▶ [DESCRIPTION OF THE TASK] Reproduce the entries below exactly, but only from the line containing "floor with a single pin each" to the line containing "spine with a single pin each", inclusive.

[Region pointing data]

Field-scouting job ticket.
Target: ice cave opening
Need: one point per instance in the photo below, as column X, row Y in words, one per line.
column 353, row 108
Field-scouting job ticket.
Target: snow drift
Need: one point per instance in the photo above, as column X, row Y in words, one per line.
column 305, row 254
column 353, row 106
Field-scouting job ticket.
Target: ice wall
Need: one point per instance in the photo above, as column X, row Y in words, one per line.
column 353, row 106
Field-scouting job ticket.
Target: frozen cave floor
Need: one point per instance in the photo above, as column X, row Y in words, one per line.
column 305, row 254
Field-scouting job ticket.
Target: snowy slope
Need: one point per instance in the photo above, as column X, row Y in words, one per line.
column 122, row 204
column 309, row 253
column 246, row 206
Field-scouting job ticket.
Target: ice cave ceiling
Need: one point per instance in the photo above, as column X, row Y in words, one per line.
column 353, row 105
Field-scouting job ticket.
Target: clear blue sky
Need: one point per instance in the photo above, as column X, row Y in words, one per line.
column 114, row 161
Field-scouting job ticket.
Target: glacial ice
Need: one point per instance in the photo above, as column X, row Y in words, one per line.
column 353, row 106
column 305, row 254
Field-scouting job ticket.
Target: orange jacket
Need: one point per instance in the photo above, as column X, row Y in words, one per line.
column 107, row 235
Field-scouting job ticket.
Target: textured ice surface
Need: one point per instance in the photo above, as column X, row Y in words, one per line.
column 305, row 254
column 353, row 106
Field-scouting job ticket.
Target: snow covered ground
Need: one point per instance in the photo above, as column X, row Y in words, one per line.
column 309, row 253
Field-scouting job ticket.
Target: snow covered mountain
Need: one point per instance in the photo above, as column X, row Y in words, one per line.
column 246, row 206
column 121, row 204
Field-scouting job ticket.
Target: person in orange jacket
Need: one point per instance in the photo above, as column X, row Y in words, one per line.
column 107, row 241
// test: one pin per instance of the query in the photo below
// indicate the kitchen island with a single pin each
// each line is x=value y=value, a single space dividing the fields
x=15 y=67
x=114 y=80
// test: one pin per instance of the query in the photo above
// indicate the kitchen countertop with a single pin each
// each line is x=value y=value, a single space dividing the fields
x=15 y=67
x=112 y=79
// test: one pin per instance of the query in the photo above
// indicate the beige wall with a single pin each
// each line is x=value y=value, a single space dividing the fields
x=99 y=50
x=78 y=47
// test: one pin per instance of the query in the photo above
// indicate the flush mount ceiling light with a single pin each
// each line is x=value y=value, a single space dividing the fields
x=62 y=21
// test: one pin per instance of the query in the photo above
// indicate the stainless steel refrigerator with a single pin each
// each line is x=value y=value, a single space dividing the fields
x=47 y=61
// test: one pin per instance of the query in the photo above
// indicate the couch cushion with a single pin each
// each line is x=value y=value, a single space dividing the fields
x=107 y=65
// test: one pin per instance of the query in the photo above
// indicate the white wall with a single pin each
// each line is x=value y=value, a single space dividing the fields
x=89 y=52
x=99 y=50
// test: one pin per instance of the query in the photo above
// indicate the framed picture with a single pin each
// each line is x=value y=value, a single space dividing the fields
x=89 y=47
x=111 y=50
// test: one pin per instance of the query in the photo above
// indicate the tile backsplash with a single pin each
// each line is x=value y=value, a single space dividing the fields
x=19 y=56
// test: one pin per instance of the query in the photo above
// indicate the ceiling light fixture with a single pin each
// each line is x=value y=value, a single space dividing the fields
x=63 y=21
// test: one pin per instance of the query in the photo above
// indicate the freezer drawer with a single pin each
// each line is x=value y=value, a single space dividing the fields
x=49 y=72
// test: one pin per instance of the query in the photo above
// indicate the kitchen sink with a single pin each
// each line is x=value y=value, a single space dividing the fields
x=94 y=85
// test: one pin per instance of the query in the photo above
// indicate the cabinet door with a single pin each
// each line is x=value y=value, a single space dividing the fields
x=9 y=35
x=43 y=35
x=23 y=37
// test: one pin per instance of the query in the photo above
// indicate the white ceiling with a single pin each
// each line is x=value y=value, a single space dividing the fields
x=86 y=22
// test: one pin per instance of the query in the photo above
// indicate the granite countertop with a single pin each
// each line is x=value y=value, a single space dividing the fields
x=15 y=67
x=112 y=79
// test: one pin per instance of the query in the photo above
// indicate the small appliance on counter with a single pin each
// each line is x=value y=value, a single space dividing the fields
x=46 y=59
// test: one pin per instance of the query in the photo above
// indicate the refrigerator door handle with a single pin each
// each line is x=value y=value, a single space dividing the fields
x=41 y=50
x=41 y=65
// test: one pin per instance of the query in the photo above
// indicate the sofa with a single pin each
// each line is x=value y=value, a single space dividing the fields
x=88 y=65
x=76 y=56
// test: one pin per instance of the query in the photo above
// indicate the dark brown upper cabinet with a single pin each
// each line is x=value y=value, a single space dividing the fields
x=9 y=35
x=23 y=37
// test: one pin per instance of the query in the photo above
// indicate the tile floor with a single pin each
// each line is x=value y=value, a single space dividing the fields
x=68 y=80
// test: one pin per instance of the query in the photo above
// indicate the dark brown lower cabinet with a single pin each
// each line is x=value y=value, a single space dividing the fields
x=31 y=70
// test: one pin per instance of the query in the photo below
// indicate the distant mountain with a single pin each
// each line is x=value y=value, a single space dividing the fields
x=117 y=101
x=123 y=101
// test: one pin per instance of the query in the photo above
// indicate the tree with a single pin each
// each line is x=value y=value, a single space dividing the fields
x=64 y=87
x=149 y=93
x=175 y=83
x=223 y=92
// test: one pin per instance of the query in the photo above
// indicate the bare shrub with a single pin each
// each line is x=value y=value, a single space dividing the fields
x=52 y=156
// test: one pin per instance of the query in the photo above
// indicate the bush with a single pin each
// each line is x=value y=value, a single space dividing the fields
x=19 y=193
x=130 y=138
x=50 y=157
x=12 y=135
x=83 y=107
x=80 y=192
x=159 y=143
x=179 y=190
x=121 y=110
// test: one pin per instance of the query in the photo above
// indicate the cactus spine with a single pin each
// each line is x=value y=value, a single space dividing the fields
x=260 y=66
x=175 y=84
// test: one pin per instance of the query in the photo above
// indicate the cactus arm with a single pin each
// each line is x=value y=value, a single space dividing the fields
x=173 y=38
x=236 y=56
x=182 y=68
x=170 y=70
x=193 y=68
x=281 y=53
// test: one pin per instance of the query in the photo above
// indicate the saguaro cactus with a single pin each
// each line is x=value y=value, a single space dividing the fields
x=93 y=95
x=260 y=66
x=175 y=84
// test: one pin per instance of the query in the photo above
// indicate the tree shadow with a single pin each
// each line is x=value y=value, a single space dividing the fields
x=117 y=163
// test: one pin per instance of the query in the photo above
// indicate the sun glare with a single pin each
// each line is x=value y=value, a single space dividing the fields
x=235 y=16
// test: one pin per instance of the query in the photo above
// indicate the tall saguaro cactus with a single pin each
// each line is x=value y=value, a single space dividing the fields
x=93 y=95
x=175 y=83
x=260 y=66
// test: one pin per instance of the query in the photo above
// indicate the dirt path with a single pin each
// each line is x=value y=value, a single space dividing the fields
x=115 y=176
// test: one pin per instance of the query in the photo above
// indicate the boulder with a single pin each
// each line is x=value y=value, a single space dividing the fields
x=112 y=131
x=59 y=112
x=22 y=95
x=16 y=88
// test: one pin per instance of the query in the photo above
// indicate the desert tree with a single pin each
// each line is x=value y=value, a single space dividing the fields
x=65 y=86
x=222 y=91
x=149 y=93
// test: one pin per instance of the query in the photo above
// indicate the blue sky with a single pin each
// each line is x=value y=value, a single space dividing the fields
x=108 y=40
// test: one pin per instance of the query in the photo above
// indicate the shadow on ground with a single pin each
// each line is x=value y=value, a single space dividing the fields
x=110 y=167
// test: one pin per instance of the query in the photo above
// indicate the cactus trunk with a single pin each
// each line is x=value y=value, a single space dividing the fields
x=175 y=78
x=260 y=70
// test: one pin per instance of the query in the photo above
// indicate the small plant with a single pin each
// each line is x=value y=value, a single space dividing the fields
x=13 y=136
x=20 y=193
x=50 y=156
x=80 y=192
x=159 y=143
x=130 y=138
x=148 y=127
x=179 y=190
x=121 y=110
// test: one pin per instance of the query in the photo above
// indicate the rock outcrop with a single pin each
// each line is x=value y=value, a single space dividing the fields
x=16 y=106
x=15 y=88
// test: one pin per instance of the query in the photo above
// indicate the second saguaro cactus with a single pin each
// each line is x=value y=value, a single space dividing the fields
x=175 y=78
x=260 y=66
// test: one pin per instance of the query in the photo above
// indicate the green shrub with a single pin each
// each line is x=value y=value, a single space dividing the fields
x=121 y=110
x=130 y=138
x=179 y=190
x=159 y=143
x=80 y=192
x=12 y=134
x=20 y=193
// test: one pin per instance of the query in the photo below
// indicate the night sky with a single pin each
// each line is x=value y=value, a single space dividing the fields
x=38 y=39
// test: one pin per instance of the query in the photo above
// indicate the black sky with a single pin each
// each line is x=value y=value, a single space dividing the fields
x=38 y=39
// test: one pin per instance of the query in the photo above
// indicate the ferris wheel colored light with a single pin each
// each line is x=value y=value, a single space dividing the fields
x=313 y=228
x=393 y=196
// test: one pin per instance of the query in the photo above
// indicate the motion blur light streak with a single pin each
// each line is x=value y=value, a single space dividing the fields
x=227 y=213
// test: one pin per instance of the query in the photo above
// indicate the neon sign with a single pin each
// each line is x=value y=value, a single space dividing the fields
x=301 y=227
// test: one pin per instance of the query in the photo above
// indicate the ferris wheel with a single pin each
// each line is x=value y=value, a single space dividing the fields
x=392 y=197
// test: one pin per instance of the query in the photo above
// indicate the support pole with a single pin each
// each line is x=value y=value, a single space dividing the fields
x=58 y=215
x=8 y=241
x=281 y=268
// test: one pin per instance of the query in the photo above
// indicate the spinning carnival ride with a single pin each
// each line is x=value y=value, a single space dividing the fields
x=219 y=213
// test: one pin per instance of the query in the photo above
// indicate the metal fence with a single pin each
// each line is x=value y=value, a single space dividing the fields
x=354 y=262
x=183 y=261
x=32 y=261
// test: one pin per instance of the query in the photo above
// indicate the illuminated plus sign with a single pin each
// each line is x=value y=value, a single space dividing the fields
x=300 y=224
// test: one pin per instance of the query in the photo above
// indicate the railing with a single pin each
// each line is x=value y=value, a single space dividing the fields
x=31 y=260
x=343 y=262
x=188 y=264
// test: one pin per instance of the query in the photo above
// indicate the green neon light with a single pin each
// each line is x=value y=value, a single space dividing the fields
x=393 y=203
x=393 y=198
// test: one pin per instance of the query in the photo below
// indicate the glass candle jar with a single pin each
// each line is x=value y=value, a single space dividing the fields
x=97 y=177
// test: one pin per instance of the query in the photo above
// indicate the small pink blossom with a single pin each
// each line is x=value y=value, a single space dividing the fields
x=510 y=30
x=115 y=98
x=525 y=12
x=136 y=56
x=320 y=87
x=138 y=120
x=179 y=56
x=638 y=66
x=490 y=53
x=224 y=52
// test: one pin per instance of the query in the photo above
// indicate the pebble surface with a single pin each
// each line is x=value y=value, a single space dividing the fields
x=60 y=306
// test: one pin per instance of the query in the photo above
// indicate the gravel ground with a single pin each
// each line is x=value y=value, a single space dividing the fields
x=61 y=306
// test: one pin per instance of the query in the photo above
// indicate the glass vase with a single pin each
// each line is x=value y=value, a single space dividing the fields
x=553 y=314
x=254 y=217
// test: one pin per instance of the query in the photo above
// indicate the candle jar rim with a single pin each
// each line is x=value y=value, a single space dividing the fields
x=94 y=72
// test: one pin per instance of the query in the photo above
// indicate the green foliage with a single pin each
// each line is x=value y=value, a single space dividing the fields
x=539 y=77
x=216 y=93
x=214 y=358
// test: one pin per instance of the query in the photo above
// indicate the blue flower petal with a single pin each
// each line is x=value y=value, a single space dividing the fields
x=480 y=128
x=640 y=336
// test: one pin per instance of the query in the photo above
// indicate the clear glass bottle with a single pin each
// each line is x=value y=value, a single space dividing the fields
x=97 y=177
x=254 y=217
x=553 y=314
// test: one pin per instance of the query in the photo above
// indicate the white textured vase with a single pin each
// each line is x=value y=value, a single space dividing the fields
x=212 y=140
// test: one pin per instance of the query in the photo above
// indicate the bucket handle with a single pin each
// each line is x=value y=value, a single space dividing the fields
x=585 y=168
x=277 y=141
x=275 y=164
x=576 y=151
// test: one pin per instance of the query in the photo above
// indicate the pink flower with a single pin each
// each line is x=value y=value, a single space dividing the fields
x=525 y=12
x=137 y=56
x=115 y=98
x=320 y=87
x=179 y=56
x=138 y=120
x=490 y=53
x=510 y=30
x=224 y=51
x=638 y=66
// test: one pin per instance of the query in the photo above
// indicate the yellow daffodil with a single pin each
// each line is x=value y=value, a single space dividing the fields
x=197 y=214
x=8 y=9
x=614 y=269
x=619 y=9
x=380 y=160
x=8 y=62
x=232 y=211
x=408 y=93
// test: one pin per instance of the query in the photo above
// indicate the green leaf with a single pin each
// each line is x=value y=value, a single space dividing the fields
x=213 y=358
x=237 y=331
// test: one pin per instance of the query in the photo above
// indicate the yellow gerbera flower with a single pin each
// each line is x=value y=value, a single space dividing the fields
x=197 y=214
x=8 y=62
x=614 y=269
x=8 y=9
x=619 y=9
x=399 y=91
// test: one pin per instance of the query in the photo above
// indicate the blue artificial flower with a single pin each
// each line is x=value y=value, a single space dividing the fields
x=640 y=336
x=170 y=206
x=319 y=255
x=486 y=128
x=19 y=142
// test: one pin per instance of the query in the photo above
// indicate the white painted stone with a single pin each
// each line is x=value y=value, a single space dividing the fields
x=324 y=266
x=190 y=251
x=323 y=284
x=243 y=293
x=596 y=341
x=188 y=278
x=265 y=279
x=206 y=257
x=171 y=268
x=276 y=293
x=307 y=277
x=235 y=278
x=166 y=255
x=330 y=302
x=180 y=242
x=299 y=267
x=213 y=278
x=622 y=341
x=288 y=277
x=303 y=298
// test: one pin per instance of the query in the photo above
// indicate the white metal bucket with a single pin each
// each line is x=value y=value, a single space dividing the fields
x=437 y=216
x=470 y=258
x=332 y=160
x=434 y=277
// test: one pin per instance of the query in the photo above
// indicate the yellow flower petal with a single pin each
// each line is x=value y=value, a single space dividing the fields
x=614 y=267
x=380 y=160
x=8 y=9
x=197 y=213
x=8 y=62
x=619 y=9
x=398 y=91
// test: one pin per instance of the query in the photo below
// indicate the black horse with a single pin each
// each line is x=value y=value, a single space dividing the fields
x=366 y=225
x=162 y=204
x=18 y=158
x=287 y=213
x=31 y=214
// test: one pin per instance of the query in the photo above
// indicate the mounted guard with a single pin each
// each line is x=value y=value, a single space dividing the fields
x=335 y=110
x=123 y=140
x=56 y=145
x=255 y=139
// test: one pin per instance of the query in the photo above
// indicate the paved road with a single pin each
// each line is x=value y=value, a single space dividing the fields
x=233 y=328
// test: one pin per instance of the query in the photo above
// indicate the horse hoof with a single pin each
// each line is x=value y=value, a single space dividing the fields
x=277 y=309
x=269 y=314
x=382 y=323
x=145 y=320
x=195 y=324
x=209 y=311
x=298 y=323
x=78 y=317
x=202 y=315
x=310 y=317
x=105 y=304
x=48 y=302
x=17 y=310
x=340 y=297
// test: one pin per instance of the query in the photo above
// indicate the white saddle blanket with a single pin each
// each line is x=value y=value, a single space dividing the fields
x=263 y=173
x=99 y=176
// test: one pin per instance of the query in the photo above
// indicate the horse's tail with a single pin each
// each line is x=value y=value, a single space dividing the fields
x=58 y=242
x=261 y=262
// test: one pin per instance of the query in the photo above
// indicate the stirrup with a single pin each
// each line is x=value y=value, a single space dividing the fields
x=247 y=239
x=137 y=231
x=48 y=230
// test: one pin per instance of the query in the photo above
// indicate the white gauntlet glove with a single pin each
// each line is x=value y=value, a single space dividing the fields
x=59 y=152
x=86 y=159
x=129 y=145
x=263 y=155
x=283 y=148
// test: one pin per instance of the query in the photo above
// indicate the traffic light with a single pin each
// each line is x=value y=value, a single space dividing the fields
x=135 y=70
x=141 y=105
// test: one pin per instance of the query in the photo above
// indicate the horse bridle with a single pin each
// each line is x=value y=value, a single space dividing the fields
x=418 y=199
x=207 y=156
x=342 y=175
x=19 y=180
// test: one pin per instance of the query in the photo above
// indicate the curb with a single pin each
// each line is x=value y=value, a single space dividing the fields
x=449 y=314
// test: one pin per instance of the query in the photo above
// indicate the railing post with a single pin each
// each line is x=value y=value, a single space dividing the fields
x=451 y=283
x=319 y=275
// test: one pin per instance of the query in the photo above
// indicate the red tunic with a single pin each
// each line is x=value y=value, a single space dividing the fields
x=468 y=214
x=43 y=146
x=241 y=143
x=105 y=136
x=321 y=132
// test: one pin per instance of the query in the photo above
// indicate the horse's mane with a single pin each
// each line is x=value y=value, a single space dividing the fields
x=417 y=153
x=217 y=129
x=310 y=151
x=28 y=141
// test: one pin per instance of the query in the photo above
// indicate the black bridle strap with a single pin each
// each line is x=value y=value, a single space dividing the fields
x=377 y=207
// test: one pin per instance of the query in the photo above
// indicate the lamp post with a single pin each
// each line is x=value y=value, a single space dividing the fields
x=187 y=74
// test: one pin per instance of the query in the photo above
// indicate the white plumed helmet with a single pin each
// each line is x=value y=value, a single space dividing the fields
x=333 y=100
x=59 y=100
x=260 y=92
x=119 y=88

▶ [RESPONSE BELOW]
// indicate the tile floor with a single pin each
// each line is x=value y=value, a single space dividing the fields
x=68 y=80
// test: one pin per instance of the query in the photo above
// indicate the dark brown lower cabinet with a single pin each
// each line is x=value y=value, a single space dividing the fields
x=31 y=70
// test: one pin per instance of the query in the photo below
// indicate the distant mountain with a single pin each
// each line is x=value y=value, a single space dividing the fields
x=117 y=101
x=123 y=101
// test: one pin per instance of the query in the photo above
// indicate the tree with a single pin each
// each line is x=value y=value, a single space dividing the fields
x=64 y=87
x=149 y=93
x=175 y=83
x=223 y=92
// test: one pin per instance of the query in the photo above
// indicate the bare shrub with a single pin each
// each line is x=value y=value, a single space dividing the fields
x=52 y=156
// test: one pin per instance of the query in the photo above
// indicate the bush with a single pin each
// each line is x=value y=value, a single space dividing the fields
x=19 y=193
x=130 y=138
x=50 y=157
x=12 y=135
x=83 y=107
x=80 y=192
x=159 y=143
x=179 y=190
x=121 y=110
// test: one pin per instance of the query in the photo above
// indicate the cactus spine with a single pin each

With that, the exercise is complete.